(Items listed in a dataset)
- Opening Delimiter -

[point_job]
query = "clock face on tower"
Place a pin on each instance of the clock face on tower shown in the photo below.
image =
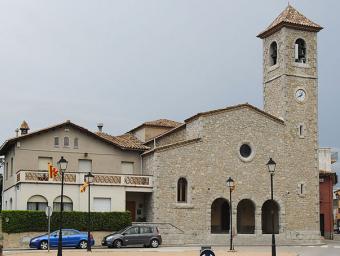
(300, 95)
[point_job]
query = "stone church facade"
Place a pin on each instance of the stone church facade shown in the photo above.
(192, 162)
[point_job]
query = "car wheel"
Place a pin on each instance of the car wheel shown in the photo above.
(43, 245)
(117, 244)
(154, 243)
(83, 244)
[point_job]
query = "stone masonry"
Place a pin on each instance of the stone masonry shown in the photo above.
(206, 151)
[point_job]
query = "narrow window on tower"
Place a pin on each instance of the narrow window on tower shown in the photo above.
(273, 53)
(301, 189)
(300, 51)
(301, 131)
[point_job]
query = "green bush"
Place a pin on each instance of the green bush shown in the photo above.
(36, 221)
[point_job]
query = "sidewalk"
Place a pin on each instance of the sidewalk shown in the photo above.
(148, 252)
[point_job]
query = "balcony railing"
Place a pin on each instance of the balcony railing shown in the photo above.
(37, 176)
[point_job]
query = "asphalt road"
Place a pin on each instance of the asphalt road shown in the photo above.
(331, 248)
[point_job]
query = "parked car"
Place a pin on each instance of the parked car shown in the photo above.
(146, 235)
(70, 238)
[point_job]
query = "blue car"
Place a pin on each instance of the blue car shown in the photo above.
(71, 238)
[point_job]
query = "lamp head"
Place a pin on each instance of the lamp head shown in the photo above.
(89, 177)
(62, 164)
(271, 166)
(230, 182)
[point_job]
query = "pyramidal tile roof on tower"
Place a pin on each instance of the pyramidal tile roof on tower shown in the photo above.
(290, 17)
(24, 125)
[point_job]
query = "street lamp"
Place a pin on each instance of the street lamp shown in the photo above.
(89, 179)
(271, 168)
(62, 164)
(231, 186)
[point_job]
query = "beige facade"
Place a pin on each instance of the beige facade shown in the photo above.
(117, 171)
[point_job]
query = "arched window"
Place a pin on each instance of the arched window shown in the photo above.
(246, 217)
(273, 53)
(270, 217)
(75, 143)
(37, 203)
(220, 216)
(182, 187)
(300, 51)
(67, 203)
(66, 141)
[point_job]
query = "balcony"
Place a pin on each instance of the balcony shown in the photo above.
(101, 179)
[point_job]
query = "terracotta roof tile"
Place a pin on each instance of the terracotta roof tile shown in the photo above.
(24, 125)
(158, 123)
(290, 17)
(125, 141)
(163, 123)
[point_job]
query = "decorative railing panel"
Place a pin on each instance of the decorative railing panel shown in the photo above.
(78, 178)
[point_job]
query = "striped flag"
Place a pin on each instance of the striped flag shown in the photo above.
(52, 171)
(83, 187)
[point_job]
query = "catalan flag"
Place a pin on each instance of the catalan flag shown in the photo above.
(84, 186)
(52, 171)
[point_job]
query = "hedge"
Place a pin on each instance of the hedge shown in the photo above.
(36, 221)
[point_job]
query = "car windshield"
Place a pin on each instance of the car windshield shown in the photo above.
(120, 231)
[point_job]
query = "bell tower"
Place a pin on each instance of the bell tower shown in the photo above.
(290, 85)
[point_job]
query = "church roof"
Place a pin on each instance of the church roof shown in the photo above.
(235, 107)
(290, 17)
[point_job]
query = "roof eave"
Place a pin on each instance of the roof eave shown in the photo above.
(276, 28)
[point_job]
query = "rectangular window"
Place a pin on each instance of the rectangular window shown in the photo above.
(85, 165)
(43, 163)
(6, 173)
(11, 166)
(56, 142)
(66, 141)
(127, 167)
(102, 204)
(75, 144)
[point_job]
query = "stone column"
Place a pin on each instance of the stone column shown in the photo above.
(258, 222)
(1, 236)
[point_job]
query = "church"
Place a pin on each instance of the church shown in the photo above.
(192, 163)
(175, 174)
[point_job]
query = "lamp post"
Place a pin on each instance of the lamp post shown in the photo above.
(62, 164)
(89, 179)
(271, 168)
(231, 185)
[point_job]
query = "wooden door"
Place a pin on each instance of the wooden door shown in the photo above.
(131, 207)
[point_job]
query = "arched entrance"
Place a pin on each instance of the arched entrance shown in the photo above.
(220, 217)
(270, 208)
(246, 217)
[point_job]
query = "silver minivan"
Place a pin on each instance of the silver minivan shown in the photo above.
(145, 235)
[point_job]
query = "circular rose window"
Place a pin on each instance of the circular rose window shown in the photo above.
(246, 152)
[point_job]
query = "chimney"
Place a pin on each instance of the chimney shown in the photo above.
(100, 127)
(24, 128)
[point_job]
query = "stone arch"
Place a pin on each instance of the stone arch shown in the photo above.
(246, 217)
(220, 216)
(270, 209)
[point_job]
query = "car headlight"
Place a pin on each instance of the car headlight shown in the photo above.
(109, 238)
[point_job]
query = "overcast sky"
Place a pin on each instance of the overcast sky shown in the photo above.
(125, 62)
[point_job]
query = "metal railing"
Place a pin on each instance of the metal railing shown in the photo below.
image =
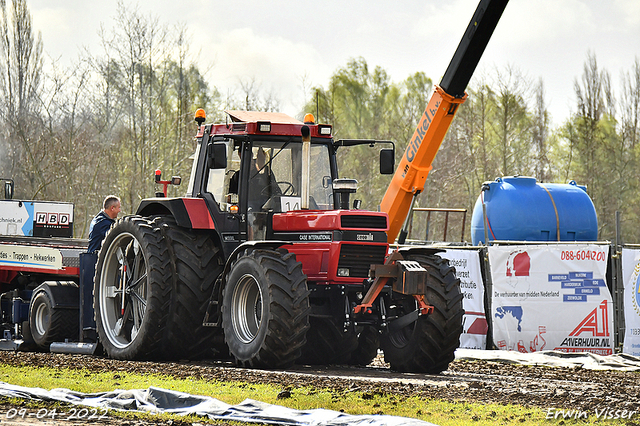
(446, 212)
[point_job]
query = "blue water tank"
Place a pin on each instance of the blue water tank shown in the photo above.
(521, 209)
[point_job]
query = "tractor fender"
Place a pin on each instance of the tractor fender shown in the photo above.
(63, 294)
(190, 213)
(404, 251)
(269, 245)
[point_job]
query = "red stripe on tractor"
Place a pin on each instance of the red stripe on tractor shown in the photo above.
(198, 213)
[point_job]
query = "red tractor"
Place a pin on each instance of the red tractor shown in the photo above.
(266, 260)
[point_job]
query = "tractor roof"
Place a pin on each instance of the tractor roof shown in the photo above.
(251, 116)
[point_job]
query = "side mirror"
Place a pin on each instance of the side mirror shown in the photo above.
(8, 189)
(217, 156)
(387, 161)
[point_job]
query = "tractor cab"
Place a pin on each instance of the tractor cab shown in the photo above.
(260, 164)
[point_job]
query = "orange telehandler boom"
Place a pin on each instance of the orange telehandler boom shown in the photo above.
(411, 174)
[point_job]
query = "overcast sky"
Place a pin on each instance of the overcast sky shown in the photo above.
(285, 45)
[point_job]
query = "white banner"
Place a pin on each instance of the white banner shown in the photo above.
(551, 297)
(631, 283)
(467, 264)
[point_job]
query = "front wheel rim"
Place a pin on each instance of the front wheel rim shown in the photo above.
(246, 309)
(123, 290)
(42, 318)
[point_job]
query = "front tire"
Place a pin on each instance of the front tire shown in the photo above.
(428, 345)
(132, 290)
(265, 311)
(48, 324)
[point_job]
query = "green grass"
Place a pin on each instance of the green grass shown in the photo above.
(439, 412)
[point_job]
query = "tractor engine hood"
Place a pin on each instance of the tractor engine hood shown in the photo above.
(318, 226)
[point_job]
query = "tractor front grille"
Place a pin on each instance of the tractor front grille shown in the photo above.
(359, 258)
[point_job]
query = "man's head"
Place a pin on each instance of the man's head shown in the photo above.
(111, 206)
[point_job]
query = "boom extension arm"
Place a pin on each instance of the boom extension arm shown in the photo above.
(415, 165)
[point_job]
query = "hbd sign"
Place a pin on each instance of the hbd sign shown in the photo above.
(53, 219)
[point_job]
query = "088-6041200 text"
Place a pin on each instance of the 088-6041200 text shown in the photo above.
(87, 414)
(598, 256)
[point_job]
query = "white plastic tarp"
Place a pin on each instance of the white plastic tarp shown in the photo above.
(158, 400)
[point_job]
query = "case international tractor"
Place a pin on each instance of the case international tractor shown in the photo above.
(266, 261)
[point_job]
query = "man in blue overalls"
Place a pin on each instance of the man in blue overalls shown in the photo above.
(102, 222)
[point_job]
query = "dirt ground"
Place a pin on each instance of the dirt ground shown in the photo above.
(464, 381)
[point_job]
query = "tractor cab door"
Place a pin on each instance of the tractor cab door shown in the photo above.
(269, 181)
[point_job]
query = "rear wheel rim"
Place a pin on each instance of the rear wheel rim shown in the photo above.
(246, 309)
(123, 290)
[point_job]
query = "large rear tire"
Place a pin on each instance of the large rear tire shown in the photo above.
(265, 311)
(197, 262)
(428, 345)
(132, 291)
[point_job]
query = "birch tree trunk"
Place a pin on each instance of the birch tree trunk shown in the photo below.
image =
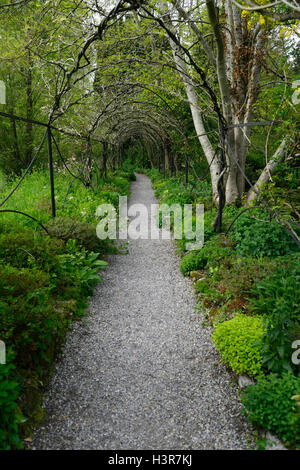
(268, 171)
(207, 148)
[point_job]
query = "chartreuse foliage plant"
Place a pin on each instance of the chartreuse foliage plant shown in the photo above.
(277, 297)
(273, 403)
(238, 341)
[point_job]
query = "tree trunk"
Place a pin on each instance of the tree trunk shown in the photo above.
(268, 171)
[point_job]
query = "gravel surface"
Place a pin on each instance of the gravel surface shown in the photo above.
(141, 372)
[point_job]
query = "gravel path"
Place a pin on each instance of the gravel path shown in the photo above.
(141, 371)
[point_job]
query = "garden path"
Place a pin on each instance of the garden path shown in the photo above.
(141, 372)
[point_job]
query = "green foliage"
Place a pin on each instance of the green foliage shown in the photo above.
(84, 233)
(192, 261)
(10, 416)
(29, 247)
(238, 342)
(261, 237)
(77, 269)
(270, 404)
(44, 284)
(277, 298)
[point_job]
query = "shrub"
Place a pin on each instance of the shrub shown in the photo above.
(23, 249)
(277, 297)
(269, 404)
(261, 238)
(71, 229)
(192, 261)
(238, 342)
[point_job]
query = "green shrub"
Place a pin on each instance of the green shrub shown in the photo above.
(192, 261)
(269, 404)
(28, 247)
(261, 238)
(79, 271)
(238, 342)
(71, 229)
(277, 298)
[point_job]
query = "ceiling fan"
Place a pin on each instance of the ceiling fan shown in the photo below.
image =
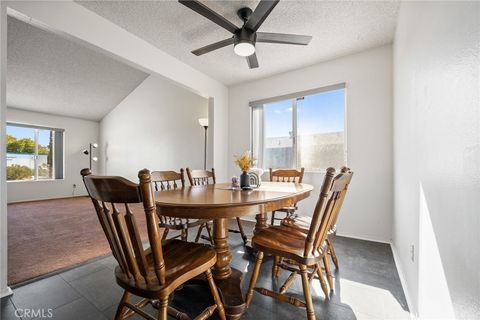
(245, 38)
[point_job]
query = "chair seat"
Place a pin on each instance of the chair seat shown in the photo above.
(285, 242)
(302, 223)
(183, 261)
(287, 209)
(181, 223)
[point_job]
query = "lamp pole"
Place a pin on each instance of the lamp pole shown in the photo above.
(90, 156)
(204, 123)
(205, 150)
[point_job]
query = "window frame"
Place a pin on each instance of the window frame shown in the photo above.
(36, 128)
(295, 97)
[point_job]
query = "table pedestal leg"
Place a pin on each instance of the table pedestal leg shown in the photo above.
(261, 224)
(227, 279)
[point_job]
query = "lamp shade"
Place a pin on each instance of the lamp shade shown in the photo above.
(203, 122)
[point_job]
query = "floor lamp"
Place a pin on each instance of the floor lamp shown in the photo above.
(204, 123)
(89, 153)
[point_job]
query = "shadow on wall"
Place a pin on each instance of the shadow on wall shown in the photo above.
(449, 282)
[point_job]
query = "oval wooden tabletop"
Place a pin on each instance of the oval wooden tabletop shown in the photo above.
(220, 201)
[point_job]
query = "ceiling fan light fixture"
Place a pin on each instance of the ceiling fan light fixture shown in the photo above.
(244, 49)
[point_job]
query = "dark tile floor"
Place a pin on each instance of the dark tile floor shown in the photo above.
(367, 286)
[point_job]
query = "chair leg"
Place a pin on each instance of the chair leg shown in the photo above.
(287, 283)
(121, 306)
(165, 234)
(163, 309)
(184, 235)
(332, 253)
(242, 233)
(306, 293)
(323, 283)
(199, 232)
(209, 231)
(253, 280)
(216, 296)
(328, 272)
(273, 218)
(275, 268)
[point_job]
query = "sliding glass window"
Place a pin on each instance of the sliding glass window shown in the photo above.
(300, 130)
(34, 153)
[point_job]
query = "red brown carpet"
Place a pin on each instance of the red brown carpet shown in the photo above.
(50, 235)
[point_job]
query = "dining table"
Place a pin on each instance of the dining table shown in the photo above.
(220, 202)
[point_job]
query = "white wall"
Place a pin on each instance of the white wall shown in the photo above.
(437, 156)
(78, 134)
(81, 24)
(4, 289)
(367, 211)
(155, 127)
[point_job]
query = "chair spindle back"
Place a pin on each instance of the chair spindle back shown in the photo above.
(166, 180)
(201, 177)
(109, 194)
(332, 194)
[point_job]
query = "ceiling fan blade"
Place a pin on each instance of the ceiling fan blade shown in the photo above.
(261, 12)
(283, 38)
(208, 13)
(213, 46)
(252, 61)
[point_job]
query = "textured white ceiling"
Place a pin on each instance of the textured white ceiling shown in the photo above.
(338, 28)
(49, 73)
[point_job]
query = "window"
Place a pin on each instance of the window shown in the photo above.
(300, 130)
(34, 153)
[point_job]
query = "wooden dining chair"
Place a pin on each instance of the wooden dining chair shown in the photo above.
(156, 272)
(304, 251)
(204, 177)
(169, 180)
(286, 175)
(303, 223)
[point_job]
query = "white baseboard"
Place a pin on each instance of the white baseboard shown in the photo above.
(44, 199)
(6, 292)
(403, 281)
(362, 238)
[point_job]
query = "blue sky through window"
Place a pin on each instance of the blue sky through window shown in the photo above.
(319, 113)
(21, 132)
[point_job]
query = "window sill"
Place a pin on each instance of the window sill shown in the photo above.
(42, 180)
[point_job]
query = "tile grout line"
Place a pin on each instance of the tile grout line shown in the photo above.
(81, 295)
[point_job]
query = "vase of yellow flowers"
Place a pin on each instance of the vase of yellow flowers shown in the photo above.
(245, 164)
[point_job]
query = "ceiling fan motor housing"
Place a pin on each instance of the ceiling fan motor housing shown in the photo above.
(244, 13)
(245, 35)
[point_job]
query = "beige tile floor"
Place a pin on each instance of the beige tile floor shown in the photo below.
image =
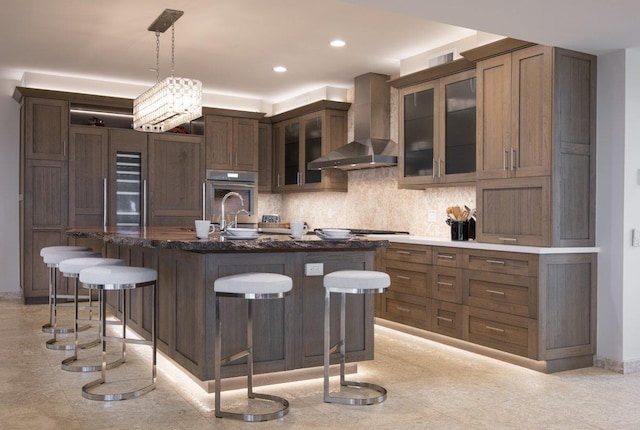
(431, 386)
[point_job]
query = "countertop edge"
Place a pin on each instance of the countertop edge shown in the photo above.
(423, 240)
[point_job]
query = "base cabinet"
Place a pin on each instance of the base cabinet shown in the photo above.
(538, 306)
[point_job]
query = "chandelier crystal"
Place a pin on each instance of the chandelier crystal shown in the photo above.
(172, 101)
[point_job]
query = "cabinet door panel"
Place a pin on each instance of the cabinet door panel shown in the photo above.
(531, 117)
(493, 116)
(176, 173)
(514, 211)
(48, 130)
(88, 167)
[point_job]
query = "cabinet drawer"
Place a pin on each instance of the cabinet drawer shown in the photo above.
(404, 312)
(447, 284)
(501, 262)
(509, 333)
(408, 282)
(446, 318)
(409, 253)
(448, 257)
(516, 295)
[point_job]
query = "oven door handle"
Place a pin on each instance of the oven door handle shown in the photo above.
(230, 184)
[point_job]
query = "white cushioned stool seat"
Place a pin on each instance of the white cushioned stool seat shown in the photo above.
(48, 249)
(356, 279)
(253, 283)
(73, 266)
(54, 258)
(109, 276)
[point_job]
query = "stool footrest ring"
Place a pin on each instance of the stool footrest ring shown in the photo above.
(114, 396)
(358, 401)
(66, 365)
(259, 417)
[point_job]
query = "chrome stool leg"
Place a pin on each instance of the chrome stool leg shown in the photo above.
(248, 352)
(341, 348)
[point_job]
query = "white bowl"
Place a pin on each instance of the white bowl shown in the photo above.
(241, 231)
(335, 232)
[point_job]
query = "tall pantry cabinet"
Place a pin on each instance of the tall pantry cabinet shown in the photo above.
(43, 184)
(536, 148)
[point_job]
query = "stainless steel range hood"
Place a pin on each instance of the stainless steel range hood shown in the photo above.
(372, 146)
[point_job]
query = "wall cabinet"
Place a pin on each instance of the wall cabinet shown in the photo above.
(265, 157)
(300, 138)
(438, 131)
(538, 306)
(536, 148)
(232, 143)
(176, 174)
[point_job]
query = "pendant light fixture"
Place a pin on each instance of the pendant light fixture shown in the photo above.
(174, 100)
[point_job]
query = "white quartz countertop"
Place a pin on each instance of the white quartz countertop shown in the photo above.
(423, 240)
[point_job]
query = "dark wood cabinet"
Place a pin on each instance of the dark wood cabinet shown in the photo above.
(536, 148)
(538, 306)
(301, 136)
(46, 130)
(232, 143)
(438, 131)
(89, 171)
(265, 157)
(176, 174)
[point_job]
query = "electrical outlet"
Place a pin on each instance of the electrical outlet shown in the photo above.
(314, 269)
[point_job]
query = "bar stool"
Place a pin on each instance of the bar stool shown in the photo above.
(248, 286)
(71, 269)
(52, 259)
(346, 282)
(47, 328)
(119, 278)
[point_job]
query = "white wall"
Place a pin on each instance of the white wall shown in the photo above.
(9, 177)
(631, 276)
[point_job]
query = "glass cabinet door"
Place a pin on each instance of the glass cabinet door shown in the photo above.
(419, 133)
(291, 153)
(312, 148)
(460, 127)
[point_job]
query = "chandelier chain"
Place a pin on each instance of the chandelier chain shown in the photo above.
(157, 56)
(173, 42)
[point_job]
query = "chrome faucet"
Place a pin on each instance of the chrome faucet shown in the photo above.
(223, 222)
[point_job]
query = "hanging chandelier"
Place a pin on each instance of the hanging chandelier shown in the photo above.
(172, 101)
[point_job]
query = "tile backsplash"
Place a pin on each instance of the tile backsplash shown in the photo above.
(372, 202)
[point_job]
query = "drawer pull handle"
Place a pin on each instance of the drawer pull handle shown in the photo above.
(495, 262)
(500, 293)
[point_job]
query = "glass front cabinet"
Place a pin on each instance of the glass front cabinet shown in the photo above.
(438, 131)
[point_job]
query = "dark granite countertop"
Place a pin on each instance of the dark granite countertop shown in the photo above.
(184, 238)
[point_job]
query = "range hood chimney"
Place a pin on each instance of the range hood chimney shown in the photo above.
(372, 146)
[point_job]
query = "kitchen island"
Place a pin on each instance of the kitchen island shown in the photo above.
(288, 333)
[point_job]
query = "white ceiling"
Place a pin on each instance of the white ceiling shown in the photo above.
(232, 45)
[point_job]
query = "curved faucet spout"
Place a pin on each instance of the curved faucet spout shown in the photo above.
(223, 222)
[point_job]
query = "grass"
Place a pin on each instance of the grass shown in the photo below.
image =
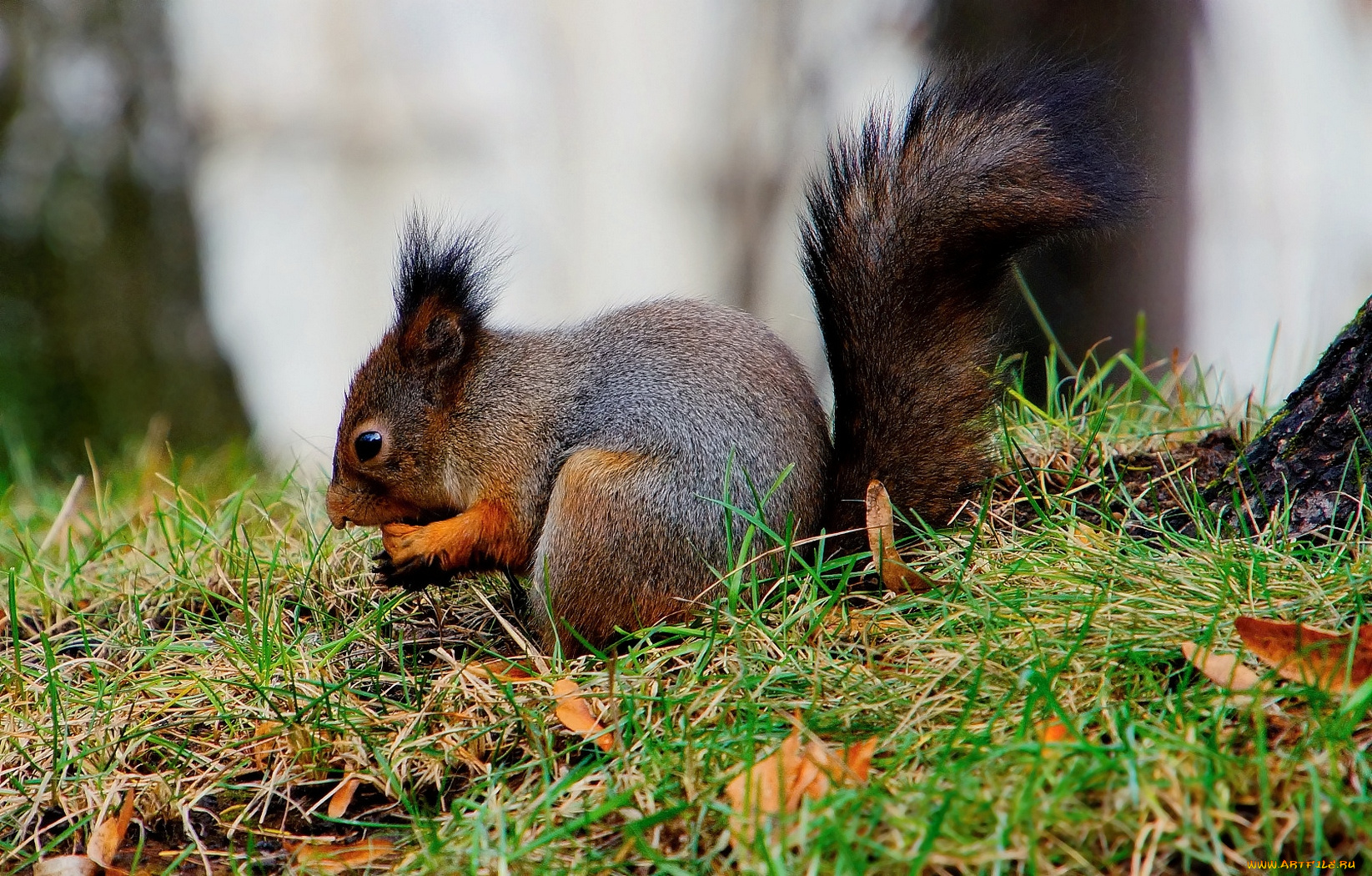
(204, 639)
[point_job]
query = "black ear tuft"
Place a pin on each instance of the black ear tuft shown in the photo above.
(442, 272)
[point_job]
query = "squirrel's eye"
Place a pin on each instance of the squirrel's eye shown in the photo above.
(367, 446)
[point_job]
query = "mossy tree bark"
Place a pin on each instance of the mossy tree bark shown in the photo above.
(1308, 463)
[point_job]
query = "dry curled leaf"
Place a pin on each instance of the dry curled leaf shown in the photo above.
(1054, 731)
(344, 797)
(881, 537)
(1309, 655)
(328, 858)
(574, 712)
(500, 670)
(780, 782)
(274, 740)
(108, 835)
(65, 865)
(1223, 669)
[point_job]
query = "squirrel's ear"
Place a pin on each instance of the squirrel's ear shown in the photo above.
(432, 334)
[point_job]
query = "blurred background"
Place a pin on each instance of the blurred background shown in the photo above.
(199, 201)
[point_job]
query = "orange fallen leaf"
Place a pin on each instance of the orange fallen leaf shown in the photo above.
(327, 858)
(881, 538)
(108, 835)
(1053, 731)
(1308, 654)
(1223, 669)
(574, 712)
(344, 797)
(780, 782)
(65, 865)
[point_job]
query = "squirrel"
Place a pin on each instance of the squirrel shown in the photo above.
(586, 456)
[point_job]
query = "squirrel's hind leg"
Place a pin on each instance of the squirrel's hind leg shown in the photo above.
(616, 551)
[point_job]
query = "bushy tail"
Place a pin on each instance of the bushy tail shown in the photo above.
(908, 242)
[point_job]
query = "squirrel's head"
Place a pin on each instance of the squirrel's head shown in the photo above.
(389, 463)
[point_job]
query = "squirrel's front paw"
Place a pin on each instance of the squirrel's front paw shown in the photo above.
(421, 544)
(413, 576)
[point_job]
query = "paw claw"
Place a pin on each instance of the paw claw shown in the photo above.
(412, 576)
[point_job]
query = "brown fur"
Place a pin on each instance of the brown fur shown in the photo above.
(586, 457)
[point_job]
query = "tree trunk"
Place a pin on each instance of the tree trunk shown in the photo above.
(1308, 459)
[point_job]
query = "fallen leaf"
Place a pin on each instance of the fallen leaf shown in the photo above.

- Closing Delimiter -

▶ _What you have to do_
Every line in the data above that includes the word "clock" should be copied.

▶ _Answer to the exercise_
query = "clock face on tower"
Place a pin on each instance of the clock face on tower shown in the photo below.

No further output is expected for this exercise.